Format the rows from the line containing "You are given a photograph. For the bare branch" through the end of the rows as a two-column CSV with the headers instruction and response. Each row becomes one CSV line, with its text in the instruction field and its answer in the response field. Put each field in quotes and replace line breaks with spaces.

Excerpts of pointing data
######
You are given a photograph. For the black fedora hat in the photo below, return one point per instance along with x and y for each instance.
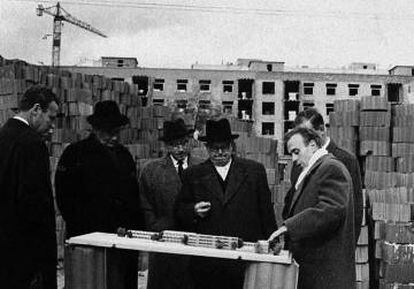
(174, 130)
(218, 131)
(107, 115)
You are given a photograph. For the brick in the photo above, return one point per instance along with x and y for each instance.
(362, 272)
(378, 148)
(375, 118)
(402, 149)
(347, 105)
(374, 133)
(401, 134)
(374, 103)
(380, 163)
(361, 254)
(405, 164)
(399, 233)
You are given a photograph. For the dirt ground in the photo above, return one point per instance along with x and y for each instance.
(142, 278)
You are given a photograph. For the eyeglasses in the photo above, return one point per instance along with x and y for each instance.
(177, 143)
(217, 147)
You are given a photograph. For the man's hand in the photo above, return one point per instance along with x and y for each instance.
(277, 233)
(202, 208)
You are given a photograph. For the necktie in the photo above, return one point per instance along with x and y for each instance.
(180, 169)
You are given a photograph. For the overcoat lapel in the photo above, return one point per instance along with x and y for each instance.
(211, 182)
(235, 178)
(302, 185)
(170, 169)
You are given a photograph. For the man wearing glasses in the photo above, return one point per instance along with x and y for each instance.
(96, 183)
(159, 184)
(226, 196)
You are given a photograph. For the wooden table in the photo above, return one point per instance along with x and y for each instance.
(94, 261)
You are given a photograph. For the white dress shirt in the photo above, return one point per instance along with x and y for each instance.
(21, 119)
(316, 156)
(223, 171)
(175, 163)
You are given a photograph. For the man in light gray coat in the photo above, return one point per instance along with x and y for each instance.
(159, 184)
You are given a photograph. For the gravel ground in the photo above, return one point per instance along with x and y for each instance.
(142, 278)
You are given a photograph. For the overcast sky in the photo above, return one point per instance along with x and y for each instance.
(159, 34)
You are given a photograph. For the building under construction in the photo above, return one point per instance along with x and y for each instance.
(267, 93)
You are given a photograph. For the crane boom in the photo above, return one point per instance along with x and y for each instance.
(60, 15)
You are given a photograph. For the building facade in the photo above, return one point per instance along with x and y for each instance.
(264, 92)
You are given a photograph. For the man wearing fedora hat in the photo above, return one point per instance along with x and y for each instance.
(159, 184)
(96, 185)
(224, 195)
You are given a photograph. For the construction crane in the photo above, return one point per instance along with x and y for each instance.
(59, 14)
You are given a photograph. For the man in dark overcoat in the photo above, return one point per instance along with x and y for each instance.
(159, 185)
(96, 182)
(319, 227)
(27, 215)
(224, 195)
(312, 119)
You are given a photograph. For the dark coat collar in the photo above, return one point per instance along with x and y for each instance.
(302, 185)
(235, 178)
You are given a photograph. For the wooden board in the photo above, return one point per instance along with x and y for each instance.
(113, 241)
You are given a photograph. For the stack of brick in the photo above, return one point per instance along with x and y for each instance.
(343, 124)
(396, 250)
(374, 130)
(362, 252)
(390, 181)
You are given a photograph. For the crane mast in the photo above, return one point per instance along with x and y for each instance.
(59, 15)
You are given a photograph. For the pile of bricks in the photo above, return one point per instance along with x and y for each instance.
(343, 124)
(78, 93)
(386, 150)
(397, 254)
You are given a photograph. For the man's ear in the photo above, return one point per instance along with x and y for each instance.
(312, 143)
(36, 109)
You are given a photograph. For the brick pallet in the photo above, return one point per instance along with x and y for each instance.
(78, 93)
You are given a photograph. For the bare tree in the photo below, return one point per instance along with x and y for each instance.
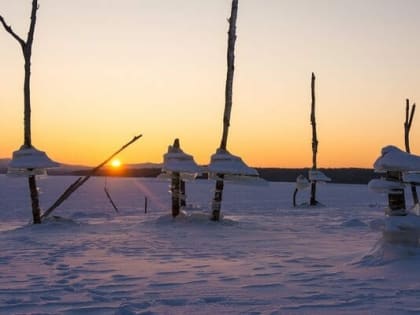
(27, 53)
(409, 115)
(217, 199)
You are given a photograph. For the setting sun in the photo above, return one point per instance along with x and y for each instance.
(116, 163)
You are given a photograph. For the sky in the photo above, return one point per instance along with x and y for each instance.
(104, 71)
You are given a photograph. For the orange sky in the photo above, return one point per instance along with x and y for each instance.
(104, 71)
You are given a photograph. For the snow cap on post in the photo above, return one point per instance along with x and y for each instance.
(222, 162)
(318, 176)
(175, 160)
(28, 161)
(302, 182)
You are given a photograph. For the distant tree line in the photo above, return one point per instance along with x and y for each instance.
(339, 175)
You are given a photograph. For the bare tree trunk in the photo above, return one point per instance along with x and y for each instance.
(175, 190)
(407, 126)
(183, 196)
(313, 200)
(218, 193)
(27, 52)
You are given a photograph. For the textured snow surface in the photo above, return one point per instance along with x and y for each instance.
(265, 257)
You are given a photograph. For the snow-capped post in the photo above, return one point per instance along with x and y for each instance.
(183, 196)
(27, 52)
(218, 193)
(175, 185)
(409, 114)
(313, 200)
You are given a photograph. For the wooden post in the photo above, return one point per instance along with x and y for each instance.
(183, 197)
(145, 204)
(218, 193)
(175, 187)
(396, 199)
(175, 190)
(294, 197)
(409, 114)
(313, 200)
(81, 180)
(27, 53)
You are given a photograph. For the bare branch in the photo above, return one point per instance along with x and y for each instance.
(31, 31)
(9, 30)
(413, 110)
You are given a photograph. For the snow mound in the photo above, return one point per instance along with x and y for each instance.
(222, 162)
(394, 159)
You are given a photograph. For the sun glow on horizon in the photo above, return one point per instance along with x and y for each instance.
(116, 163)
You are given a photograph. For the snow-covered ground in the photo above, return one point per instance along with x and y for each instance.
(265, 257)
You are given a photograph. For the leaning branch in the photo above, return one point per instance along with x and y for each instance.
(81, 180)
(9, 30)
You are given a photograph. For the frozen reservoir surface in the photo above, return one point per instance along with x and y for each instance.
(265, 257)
######
▸ **RESPONSE TO THIS EXERCISE**:
instruction,response
"You are given a photograph. For the bare branch in the photo above, return one point per instance along with x and y for each instance.","(31, 31) (9, 30) (413, 110)"
"You are given a photograph. For the snow mound in the photo above, return one point per instance along with x and y for each instance.","(222, 162) (394, 159)"
"You are given a photograph. For the sun glow on horizon in the photo above, return one point per instance along with x and y for each instance.","(116, 163)"
"You are given a photograph. For the snow-covered ground in the photo above, return one point per instance along with x and y for each instance.","(265, 257)"
"You are given a photograph. For the leaning branch in the photo above, return one point per instance along with x and y for each instance.","(81, 180) (9, 30)"
"You are given a photograph. For the frozen reservoir surface in the photo above, return one point per instance along with x and y for each instance.","(265, 257)"